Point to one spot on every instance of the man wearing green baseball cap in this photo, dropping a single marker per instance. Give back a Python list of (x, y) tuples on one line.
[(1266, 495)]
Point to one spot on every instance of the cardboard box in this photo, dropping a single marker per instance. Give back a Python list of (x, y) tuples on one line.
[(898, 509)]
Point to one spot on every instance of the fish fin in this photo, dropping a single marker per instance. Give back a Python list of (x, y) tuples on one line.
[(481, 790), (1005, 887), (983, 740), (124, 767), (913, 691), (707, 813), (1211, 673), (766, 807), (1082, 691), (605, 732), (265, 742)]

WORK TO COMPLETE:
Retype the listing above exactly as it appears.

RESPONSE BELOW:
Point to one spot on every instance of the man wearing green baseball cap in this photo, dropping a single marker per instance. Give back a Python list of (x, y) tuples on one line.
[(1266, 495)]
Point to one spot on every instance of the cardboard box in this photo, dropping a single marker per instance. Give back a Python list of (x, y) tuples on one line.
[(898, 509)]
Point to one spot on every instance of the fish fin in this photo, dropping a single marker per instance. Give back a Python list of (x, y) tuples on one line.
[(481, 790), (1005, 887), (983, 740), (124, 767), (913, 691), (707, 813), (1211, 673), (766, 807), (1082, 691), (605, 732), (265, 742)]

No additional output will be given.